*Problem to work on:* Copy out the rows between the line holding "pillows in the photo above." and the line holding "x=603, y=391", inclusive, with no changes.

-- Material supplied start --

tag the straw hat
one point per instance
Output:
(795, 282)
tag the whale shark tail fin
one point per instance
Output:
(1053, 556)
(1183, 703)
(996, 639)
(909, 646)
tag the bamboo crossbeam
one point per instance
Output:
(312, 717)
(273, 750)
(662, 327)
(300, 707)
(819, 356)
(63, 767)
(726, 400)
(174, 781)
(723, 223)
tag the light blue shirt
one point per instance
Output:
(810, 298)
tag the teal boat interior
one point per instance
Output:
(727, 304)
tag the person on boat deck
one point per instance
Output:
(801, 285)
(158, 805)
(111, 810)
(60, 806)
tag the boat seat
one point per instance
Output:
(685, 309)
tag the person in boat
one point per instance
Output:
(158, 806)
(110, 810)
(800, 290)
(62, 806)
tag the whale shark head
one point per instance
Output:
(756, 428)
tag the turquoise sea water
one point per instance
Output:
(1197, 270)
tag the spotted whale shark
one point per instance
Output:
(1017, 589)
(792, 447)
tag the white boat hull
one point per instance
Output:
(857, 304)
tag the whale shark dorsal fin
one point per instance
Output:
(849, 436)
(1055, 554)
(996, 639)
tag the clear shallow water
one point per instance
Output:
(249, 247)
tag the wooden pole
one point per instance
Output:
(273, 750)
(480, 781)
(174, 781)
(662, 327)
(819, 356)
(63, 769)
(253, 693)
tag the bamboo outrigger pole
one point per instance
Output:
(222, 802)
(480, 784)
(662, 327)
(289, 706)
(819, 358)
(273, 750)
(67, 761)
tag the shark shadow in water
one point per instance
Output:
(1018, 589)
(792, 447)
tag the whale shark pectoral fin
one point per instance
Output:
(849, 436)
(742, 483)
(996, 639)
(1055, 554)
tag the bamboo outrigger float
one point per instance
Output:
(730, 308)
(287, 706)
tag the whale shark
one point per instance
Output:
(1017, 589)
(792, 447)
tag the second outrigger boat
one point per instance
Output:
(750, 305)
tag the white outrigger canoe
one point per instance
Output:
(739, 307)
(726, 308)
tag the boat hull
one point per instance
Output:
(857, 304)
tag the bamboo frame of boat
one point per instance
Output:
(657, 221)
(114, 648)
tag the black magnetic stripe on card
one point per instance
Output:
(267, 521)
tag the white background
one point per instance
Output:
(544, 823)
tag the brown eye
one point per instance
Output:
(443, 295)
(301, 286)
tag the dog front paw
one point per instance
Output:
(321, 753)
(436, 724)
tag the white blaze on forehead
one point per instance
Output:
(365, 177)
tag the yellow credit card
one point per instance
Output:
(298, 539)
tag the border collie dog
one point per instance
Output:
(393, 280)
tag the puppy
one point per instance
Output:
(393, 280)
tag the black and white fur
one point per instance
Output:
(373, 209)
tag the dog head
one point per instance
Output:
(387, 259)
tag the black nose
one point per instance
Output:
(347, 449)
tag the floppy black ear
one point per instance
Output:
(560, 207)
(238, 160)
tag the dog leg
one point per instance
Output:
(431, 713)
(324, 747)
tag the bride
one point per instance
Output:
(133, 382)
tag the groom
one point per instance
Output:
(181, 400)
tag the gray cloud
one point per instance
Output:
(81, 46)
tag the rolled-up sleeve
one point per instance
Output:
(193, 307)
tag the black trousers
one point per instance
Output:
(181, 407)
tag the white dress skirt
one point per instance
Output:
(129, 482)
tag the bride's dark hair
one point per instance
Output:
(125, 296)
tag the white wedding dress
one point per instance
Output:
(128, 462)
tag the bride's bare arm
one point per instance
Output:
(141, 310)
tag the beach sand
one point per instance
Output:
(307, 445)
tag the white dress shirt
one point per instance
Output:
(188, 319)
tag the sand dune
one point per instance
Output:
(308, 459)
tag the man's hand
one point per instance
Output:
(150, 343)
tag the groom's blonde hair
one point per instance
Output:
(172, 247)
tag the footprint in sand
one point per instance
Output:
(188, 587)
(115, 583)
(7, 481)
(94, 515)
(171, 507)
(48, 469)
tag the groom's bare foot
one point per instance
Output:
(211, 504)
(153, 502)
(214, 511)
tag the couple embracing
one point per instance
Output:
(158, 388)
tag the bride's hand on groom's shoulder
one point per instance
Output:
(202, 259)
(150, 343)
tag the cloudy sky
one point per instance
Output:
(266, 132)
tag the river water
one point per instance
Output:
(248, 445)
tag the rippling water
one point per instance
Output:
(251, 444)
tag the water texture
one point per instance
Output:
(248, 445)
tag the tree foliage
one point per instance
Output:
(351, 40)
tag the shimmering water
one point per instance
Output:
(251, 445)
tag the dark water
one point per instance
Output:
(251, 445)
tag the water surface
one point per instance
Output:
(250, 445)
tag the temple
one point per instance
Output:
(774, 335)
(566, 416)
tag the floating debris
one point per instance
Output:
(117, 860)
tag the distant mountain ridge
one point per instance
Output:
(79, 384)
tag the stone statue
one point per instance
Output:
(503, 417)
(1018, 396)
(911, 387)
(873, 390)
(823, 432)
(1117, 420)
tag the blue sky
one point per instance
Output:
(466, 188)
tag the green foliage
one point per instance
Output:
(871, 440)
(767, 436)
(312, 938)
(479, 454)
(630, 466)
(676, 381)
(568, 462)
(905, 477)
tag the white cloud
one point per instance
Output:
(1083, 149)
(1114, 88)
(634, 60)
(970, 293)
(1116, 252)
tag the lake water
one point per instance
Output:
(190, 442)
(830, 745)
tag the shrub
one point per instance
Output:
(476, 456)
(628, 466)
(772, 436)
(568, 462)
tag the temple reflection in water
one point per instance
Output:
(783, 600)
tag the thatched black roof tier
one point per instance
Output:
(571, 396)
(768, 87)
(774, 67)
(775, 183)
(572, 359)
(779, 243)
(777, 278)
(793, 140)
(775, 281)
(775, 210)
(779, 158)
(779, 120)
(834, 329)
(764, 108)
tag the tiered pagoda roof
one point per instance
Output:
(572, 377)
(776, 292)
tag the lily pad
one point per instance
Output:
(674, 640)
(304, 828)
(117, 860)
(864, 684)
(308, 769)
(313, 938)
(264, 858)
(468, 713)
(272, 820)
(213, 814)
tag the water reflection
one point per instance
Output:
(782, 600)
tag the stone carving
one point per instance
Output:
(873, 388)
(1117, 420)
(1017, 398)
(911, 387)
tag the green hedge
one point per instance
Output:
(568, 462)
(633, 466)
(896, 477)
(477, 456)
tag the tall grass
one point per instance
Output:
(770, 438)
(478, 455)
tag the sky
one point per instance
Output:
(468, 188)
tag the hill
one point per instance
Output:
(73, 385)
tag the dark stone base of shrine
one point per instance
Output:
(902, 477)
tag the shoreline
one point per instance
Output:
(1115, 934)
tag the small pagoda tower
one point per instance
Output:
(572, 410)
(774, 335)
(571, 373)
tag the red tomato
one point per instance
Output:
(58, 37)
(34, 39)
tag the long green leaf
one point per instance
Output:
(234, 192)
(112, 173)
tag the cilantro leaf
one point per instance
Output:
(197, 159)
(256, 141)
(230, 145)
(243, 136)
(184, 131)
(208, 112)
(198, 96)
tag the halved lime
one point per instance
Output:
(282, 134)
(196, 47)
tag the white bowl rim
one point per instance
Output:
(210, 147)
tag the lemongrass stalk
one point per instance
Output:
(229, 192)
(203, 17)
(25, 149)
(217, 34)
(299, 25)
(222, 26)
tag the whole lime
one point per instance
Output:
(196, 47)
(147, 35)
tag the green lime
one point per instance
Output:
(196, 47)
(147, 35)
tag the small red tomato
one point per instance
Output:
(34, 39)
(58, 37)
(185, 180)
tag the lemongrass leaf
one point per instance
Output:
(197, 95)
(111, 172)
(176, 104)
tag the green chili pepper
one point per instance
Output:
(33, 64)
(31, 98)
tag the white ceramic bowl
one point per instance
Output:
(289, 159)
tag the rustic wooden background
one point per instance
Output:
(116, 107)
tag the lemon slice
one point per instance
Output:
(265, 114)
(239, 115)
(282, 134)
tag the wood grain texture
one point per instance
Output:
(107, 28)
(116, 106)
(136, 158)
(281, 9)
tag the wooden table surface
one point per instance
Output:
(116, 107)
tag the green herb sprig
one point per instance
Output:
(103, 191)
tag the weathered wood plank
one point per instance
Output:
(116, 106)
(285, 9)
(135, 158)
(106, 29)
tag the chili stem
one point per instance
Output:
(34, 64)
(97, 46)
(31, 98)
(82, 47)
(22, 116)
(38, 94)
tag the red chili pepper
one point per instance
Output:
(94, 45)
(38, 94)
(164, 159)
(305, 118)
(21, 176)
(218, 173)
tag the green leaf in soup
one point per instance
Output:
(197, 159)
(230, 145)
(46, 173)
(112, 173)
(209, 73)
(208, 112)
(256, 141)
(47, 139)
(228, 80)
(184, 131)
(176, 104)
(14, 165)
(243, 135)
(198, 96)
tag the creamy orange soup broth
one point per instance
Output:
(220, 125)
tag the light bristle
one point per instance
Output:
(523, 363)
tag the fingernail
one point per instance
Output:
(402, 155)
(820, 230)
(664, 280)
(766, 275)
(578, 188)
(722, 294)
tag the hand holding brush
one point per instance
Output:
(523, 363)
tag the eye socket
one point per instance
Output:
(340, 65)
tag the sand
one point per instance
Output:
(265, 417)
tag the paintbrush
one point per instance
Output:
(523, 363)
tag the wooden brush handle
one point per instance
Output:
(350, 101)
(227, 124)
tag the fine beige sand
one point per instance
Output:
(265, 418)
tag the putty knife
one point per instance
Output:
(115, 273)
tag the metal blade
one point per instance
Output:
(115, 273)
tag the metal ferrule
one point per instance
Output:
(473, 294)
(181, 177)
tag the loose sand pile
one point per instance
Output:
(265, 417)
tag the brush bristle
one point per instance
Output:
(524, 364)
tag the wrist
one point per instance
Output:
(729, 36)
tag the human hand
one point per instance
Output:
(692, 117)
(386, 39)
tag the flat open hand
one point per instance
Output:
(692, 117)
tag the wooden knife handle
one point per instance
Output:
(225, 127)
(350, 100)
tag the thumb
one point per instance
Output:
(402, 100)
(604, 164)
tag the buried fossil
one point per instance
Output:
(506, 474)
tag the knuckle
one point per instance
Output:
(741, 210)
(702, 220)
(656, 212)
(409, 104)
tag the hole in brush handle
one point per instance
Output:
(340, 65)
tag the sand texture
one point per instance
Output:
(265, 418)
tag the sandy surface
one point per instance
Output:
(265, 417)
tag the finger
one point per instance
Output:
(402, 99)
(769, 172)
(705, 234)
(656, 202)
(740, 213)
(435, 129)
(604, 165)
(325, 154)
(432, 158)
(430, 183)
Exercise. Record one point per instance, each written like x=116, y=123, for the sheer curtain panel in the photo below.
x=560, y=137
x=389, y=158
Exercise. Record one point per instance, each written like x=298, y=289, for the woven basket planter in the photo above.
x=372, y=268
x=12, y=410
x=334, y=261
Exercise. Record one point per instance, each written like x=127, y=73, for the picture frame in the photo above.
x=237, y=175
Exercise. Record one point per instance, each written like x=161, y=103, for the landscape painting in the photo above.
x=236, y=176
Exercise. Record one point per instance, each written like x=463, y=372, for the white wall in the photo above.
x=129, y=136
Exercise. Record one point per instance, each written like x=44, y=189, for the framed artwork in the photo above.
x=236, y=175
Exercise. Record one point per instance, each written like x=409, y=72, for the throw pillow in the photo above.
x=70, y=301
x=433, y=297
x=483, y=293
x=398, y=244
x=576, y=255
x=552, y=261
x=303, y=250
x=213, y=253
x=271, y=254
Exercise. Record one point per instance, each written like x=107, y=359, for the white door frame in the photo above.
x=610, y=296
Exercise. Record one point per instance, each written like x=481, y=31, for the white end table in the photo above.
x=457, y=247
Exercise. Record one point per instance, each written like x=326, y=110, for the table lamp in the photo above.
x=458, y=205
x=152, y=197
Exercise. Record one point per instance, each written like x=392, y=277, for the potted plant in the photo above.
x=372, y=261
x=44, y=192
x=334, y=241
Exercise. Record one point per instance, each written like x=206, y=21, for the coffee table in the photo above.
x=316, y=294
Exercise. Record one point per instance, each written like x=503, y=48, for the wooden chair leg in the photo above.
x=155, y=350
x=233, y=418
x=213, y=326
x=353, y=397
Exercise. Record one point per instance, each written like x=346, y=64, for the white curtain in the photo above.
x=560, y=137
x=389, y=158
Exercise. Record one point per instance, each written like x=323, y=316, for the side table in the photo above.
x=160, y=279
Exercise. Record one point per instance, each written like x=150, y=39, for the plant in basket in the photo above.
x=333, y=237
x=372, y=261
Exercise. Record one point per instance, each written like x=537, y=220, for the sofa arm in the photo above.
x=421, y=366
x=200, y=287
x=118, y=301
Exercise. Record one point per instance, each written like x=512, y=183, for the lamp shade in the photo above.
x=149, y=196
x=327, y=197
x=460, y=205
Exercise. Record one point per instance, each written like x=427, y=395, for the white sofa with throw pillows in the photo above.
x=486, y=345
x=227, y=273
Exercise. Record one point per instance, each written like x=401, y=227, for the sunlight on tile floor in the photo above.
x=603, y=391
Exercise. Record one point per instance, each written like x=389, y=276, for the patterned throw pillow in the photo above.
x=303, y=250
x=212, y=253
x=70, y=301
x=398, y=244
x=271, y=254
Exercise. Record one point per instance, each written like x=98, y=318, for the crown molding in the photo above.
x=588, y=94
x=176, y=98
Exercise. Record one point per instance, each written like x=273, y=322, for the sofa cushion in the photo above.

-- Material supplied end --

*Reply to the exercise:*
Exercise. Record one point per instance, each written like x=427, y=395, for the white sofa with throw pillows in the photo above.
x=486, y=345
x=227, y=273
Exercise. Record one point per instance, each written like x=401, y=227, for the sunlight on tile floor in the photo above.
x=603, y=391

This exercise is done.